INSTRUCTIONS
**A)** Give the passage on the Catholicosate of Gandzasar again from "The Catholicosate of Gandzasar, also" to "House of Hasan-Jalalyan.", substituting "Barda" for "Partav".
**B)** Answer these questions about the Catholicosate of Gandzasar from the passage:
(i) Around what year was the see transferred to the Khamshi Monastery?
(ii) Which community came under the catholicosate's jurisdiction in the mid-18th century?
(iii) In what year was the office of catholicos abolished?

SELECTED EXTRACT

The Catholicosate of Gandzasar, also known as the Catholicosate of Aghvank, was a separate diocese of the Armenian Apostolic Church that exercised jurisdiction over the former Church of Caucasian Albania. Its see remained at Partav for a time, was transferred to the Khamshi Monastery around 1213, and by the 15th century had moved to Gandzasar Monastery. From that period, its catholicoi were also members of the House of Hasan-Jalalyan.

The catholicosate also exercised jurisdiction over an Armenian diocese in the Golden Horde during the 13th and 14th centuries and, in the mid-18th century, the Armenian community of Astrakhan. The office of catholicos was abolished in 1815 and replaced by a metropolitan bishop. In 1836, the metropolitan office was also abolished, and its jurisdictions were subordinated directly to the Armenian Apostolic Church.

SUPPLIED ENTRIES
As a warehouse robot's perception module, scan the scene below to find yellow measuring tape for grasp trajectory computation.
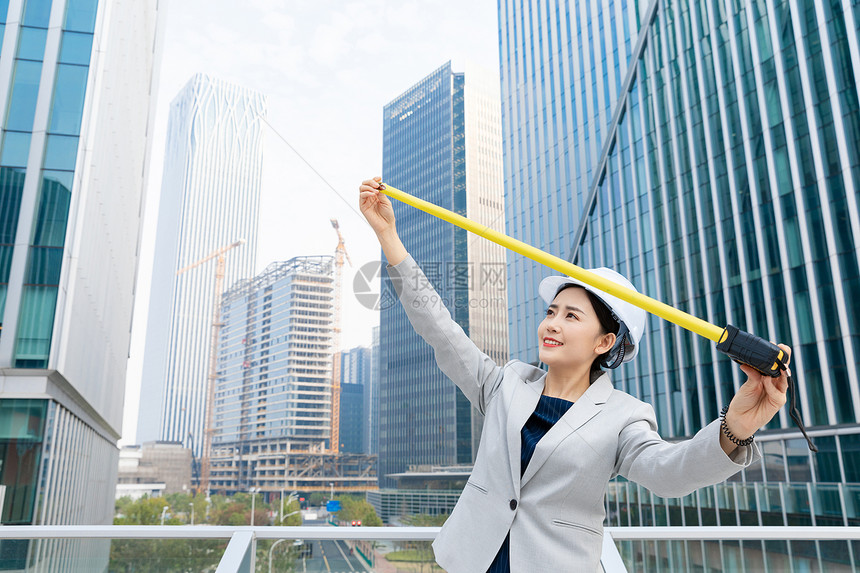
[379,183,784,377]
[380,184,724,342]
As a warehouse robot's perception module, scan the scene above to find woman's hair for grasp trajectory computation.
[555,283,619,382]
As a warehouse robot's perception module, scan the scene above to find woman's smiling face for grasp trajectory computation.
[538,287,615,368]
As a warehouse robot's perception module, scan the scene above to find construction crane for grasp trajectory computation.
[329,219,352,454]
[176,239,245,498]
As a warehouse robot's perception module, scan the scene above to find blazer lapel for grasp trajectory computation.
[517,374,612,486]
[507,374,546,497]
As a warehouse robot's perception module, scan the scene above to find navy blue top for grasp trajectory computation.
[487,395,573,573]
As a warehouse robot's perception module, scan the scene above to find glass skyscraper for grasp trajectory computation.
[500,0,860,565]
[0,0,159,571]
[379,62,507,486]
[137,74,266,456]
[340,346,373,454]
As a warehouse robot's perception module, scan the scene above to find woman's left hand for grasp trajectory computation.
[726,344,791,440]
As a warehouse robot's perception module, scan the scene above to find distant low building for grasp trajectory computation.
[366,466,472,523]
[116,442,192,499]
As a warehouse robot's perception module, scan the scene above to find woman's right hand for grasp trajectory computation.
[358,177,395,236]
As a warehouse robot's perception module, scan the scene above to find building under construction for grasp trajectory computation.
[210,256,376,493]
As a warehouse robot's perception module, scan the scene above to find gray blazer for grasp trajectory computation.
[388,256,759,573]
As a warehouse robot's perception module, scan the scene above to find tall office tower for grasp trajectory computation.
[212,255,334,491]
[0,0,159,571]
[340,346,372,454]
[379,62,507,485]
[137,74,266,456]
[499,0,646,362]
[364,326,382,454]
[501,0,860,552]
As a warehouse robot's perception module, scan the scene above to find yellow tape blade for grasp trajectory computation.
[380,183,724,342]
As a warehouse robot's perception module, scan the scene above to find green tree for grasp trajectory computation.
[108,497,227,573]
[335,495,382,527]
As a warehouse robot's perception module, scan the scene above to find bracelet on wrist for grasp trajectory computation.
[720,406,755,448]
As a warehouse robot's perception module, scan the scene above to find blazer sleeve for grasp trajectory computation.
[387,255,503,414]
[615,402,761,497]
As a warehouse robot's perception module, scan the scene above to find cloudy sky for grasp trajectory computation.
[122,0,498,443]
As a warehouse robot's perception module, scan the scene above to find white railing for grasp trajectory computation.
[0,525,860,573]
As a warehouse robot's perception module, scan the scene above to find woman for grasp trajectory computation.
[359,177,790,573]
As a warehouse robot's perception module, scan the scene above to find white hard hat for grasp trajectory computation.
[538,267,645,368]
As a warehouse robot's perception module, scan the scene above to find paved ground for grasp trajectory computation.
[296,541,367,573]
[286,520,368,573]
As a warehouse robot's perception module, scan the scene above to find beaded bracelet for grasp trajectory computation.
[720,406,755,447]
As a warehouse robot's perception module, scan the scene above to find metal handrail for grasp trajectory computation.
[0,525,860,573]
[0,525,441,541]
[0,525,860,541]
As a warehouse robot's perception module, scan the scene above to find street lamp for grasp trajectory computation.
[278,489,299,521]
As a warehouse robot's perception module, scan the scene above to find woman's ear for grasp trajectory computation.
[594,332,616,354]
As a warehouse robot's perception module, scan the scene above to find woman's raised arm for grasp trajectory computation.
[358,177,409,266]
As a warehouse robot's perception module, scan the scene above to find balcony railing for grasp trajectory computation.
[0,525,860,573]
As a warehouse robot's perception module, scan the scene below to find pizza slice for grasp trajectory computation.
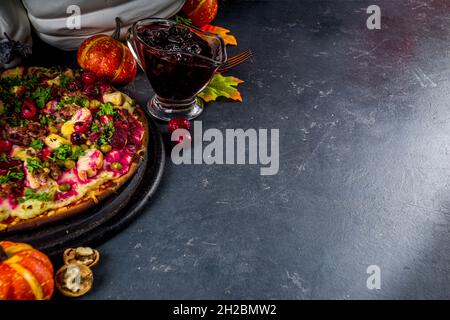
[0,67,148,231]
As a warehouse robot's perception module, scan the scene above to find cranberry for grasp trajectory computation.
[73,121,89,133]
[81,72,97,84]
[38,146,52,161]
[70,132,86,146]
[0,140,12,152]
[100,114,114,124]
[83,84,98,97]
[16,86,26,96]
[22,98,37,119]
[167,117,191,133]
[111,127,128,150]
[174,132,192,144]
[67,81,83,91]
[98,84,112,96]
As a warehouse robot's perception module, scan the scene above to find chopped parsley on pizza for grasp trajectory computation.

OUTPUTS BY TASK
**A)**
The Catholicosate of Gandzasar, also known as the Catholicosate of Aghvank, was a separate diocese of the Armenian Apostolic Church that exercised jurisdiction over the former Church of Caucasian Albania. Its see remained at Barda for a time, was transferred to the Khamshi Monastery around 1213, and by the 15th century had moved to Gandzasar Monastery. From that period, its catholicoi were also members of the House of Hasan-Jalalyan.

**B)**
(i) Around 1213
(ii) The Armenian community of Astrakhan
(iii) 1815